Excerpts from location labeling data

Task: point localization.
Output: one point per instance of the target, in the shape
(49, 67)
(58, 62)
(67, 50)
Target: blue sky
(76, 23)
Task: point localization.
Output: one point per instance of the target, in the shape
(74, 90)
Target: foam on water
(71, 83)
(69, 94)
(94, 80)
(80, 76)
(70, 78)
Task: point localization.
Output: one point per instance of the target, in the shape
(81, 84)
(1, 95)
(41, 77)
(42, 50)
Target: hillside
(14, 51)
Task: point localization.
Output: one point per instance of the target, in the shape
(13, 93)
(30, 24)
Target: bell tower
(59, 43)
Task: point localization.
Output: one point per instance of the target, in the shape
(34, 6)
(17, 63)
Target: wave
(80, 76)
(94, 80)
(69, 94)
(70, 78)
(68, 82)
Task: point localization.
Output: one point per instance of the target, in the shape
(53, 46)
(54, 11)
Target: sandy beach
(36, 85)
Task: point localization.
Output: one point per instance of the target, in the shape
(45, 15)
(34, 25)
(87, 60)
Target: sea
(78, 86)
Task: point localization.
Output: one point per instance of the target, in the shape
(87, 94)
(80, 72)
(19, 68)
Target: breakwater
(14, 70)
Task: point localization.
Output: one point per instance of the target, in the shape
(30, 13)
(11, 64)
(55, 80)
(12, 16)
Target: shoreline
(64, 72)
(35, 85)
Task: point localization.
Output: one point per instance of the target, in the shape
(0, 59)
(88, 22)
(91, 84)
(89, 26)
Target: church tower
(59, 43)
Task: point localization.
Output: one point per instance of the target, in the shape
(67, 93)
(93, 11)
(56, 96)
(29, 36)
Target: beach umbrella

* TASK PROMPT
Return all of the lines above unchanged and in their original order.

* COMPLETE OUTPUT
Task: point localization.
Output: one point per instance of the target, in the shape
(49, 67)
(58, 62)
(67, 50)
Target: blue sky
(76, 23)
Task: point localization.
Output: one point per instance of the target, in the shape
(74, 90)
Target: foam on water
(71, 83)
(69, 94)
(94, 80)
(80, 76)
(70, 78)
Task: point localization.
Output: one point per instance of the target, in the shape
(81, 84)
(1, 95)
(41, 77)
(42, 50)
Target: hillside
(14, 51)
Task: point localization.
Output: one point per instance of the target, in the shape
(13, 93)
(30, 24)
Target: bell tower
(59, 43)
Task: point localization.
Output: one point per instance of the target, in the shape
(34, 6)
(17, 63)
Target: wave
(80, 76)
(94, 80)
(69, 94)
(70, 78)
(68, 82)
Task: point localization.
Output: one point per instance of the target, in the shape
(53, 46)
(54, 11)
Target: sandy beach
(36, 85)
Task: point localization.
Output: one point per instance of the target, in the shape
(45, 15)
(34, 25)
(87, 60)
Target: sea
(78, 86)
Task: point localization.
Output: one point per instance of the target, in the shape
(87, 94)
(80, 72)
(19, 68)
Target: breakwater
(14, 70)
Task: point localization.
Output: one point per instance of the target, in the shape
(30, 13)
(11, 64)
(55, 80)
(12, 16)
Target: shoreline
(64, 72)
(35, 85)
Task: point localization.
Output: one point per instance of the target, in the shape
(0, 59)
(88, 22)
(91, 84)
(89, 26)
Target: church tower
(59, 43)
Task: point localization.
Output: one point per instance of the target, in the shape
(67, 93)
(93, 11)
(56, 96)
(29, 36)
Target: beach umbrella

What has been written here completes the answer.